Supplied data:

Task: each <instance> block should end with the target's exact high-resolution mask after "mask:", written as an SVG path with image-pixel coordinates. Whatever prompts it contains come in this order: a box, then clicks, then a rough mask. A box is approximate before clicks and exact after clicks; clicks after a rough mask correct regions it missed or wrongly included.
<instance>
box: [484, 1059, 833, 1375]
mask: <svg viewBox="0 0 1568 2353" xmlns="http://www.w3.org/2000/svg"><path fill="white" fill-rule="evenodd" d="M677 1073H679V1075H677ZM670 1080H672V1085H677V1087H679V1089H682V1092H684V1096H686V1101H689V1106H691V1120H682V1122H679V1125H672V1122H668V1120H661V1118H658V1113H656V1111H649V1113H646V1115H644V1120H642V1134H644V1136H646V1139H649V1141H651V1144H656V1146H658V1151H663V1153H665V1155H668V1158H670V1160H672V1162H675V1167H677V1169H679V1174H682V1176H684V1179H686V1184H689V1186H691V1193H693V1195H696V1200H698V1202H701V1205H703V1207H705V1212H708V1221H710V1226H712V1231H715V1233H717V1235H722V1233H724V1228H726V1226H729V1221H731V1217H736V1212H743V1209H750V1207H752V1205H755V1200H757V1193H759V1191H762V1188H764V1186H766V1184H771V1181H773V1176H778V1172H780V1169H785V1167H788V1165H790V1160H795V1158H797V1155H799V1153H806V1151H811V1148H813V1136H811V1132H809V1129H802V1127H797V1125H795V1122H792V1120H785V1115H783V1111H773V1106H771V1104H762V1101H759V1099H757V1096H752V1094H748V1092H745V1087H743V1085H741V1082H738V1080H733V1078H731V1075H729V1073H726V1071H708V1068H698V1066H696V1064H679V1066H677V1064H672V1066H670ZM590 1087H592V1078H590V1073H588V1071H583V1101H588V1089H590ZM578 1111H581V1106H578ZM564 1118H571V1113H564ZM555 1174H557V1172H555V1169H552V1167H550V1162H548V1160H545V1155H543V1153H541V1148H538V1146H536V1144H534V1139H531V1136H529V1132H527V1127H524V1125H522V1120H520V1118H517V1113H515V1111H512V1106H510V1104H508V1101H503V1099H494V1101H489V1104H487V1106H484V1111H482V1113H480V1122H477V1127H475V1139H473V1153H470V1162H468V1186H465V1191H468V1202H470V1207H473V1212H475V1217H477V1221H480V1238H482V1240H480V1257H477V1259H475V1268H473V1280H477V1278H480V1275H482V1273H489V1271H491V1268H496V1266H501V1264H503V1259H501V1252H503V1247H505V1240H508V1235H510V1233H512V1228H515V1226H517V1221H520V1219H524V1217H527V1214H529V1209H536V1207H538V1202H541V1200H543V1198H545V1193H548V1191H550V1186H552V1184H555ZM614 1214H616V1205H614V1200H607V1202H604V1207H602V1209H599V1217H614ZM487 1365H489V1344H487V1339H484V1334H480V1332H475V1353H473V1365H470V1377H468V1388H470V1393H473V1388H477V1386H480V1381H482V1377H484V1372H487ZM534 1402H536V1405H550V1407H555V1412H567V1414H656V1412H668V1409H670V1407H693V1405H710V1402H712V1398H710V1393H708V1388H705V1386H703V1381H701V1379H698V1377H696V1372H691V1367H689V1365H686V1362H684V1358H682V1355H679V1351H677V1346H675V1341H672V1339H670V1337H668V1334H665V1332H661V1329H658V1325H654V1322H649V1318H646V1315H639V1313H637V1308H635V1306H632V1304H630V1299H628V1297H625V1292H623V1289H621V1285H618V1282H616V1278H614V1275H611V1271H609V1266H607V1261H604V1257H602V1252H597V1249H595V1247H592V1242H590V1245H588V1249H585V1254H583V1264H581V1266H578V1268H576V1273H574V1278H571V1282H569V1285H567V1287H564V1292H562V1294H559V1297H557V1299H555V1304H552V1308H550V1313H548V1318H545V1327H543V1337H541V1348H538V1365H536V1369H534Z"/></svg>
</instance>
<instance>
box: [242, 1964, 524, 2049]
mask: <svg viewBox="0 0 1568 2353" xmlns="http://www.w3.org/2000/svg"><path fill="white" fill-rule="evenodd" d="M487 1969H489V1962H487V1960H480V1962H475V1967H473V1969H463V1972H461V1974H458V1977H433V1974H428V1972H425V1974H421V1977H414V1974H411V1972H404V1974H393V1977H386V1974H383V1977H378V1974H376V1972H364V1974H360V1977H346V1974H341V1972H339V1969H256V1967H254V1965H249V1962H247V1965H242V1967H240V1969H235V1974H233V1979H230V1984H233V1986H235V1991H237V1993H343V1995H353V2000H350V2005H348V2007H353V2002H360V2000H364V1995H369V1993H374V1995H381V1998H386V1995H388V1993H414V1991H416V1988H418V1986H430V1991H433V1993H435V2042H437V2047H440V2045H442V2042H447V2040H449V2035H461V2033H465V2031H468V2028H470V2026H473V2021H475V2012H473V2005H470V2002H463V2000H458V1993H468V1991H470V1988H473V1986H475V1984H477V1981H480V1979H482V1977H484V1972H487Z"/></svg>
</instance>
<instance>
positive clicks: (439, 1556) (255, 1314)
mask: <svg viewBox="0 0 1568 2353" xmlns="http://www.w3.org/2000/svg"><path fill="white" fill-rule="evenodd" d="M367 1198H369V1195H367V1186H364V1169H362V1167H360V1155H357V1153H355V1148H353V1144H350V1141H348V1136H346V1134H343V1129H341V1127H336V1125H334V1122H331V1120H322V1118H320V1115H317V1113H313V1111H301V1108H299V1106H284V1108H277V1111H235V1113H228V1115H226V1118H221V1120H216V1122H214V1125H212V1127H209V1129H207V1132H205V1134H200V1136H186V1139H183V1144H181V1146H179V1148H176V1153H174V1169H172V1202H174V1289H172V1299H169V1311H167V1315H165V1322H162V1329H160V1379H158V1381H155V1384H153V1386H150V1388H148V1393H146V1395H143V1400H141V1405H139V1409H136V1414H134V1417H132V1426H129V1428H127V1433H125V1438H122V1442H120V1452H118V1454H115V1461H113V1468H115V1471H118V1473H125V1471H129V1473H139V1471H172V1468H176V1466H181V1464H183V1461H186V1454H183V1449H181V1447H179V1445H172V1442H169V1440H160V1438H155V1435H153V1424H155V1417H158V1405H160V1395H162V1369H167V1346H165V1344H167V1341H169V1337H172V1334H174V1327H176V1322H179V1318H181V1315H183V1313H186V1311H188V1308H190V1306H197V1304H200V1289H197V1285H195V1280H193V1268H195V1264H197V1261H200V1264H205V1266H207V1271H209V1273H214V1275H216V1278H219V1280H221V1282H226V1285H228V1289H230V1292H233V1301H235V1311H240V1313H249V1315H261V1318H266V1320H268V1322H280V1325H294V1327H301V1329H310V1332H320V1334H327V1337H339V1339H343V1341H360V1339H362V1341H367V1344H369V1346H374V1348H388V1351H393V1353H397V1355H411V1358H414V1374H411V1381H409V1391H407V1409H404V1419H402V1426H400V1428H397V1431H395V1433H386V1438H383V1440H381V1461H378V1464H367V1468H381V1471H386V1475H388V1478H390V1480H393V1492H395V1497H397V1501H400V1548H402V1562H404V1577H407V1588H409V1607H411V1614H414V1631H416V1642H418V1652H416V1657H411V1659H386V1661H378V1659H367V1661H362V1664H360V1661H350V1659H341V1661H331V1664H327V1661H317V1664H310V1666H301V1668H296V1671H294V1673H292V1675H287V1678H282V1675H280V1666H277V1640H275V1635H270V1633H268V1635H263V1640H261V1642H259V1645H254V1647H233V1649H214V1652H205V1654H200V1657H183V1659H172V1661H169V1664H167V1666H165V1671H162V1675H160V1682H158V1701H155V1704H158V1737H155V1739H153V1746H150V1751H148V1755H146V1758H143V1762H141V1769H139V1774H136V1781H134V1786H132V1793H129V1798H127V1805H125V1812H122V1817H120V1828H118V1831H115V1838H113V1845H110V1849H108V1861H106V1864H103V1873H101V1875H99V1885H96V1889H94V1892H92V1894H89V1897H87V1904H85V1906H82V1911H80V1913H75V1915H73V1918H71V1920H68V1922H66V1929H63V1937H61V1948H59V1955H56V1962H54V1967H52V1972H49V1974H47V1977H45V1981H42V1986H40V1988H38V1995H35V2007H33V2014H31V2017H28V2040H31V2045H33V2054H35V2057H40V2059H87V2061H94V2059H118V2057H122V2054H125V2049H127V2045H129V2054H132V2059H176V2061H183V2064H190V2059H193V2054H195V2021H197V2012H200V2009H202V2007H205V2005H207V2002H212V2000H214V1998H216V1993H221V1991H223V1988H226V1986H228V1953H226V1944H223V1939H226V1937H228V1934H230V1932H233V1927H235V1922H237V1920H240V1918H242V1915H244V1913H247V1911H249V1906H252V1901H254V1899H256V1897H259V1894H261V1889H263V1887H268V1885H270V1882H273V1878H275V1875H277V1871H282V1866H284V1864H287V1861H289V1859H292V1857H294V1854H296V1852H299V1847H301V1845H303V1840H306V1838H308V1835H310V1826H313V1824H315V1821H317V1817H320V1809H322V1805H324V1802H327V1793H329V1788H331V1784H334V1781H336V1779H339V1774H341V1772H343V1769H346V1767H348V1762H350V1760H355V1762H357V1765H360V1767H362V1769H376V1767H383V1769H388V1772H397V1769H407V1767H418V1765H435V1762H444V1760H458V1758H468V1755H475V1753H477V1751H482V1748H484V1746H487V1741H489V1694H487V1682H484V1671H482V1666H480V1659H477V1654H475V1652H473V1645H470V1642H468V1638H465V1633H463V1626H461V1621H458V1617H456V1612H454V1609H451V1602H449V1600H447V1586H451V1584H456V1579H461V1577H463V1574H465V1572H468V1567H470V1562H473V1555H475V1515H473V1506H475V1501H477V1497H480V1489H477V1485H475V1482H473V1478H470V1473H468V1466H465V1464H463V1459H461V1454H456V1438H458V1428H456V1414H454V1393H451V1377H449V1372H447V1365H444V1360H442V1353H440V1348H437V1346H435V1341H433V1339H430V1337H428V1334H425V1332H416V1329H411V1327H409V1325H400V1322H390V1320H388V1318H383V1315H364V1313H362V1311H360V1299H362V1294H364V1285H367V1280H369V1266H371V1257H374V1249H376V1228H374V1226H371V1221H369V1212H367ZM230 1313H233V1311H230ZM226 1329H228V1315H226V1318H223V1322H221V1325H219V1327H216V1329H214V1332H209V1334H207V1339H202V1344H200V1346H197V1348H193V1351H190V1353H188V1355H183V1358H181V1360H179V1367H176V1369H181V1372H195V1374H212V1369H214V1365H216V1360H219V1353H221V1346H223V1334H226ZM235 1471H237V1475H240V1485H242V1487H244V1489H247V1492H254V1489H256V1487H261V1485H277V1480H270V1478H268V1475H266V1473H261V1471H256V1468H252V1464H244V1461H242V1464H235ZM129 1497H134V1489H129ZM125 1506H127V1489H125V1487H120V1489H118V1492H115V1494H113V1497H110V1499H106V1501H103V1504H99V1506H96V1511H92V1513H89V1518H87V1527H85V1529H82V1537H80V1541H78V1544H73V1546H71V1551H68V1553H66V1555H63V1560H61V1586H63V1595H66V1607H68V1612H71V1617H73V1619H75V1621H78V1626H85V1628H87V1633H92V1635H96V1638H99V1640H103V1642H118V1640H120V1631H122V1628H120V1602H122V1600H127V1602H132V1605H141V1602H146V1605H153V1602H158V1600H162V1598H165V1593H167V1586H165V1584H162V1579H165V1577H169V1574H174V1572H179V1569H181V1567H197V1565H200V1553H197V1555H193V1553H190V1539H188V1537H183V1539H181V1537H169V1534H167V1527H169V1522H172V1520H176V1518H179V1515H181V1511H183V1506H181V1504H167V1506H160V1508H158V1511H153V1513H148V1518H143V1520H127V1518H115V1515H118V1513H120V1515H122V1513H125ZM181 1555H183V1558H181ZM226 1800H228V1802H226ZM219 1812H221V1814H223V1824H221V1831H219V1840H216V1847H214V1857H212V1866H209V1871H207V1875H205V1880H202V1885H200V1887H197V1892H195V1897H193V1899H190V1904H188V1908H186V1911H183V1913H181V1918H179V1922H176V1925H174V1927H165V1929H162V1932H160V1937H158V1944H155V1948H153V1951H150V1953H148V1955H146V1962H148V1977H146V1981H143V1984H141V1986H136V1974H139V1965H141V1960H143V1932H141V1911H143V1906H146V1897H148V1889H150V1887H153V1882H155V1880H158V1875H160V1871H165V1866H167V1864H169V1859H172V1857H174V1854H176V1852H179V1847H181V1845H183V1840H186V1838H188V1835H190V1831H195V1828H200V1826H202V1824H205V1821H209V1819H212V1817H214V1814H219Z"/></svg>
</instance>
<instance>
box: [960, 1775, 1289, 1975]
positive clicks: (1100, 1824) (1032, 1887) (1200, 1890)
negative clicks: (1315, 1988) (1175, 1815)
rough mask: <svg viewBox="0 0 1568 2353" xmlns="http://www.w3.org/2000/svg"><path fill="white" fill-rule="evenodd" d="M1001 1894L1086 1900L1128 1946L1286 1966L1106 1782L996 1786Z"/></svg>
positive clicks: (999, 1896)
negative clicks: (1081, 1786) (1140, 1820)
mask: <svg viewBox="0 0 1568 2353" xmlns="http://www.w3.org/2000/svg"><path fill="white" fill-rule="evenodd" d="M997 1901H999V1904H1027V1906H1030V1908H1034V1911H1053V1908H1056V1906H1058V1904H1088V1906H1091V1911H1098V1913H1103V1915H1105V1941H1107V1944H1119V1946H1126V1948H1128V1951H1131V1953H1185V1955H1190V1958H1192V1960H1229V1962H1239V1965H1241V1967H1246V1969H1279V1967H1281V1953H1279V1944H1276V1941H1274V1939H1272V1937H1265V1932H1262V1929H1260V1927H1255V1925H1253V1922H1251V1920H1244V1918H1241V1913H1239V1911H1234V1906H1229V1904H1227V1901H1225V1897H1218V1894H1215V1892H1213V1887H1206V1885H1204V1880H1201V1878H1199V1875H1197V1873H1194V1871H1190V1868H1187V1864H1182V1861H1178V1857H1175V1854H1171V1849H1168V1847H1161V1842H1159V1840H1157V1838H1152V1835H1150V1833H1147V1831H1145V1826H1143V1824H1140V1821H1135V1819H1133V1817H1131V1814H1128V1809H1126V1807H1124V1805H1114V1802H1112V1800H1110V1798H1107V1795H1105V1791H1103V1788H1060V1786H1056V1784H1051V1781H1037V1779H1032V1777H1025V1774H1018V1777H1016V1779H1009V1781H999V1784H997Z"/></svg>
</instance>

Exercise:
Return every line of the records that contains the word "positive".

Reply to the exercise:
positive clicks: (439, 1556) (255, 1314)
positive clicks: (1100, 1824) (1032, 1887) (1200, 1890)
positive clicks: (999, 1896)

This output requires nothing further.